**What you will do**
Your job is to set down the listing again exactly as it stands.

**Supplied material**
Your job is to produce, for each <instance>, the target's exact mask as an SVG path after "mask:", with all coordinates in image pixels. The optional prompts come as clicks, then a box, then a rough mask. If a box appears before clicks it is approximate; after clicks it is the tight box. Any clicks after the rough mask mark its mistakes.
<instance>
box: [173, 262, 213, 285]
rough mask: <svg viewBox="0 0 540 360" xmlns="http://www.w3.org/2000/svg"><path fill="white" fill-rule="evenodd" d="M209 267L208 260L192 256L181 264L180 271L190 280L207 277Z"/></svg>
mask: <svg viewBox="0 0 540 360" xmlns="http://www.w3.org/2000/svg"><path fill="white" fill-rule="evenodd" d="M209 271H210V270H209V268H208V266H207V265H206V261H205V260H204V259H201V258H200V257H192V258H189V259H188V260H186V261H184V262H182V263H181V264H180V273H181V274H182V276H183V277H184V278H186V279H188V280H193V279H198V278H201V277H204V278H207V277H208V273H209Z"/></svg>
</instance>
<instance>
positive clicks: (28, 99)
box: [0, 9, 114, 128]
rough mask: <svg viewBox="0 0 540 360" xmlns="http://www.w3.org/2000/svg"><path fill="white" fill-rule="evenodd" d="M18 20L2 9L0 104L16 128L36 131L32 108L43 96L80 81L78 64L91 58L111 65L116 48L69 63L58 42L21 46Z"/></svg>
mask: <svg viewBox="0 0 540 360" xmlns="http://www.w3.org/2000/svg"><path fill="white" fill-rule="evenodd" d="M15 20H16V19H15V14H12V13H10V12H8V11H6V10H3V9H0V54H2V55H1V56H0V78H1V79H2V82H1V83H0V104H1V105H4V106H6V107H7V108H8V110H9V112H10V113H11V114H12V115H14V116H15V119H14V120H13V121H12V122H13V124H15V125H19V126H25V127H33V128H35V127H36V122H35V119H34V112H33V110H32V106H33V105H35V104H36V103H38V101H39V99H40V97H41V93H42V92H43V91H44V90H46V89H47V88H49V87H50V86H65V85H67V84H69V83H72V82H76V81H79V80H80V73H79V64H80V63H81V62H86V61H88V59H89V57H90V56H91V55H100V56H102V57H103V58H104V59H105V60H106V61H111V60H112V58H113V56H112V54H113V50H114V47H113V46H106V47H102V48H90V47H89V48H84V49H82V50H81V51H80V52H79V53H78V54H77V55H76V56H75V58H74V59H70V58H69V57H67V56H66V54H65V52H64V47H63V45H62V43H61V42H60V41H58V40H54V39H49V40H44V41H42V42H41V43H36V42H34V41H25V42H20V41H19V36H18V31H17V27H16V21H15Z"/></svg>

**Output for this exercise**
Your job is to produce, for each <instance>, the target's exact mask as an SVG path after "mask:", with all coordinates in image pixels. The optional prompts come as clicks, then a box, then a rough mask. If a box appears before clicks it is approximate; after clicks it is the tight box. Any clicks after the rough mask mark its mistakes.
<instance>
box: [173, 262, 213, 285]
rough mask: <svg viewBox="0 0 540 360" xmlns="http://www.w3.org/2000/svg"><path fill="white" fill-rule="evenodd" d="M209 267L208 260L192 256L181 264L180 271L190 280L207 277Z"/></svg>
mask: <svg viewBox="0 0 540 360" xmlns="http://www.w3.org/2000/svg"><path fill="white" fill-rule="evenodd" d="M209 271H210V270H209V268H208V266H207V265H206V261H205V260H204V259H201V258H200V257H192V258H189V259H188V260H186V261H184V262H182V263H181V264H180V273H181V274H182V276H183V277H184V278H186V279H188V280H193V279H198V278H201V277H204V278H207V277H208V273H209Z"/></svg>
</instance>
<instance>
positive clicks: (28, 99)
box: [0, 9, 114, 128]
rough mask: <svg viewBox="0 0 540 360" xmlns="http://www.w3.org/2000/svg"><path fill="white" fill-rule="evenodd" d="M18 20L2 9L0 104L16 128L36 131L32 108L43 96L80 81L78 64L91 58L111 65L116 48L69 63L58 42L21 46Z"/></svg>
mask: <svg viewBox="0 0 540 360" xmlns="http://www.w3.org/2000/svg"><path fill="white" fill-rule="evenodd" d="M15 20H16V19H15V14H12V13H10V12H8V11H6V10H3V9H0V54H2V55H1V56H0V78H1V79H2V82H1V83H0V104H1V105H4V106H6V107H7V108H8V110H9V112H10V113H11V114H12V115H14V116H15V119H14V120H13V121H12V122H13V124H15V125H19V126H25V127H33V128H35V127H36V122H35V119H34V112H33V110H32V106H33V105H35V104H36V103H38V101H39V99H40V97H41V93H42V92H43V91H44V90H46V89H47V88H49V87H50V86H65V85H67V84H69V83H72V82H76V81H79V80H80V73H79V64H80V63H81V62H86V61H88V59H89V57H90V56H91V55H100V56H102V57H103V58H104V59H105V60H106V61H111V60H112V58H113V56H112V54H113V50H114V47H113V46H106V47H102V48H90V47H89V48H84V49H82V50H81V51H80V52H79V53H78V54H77V55H76V56H75V58H74V59H70V58H69V57H67V56H66V54H65V52H64V47H63V45H62V43H61V42H60V41H58V40H54V39H49V40H44V41H42V42H41V43H36V42H34V41H25V42H20V41H19V36H18V31H17V27H16V21H15Z"/></svg>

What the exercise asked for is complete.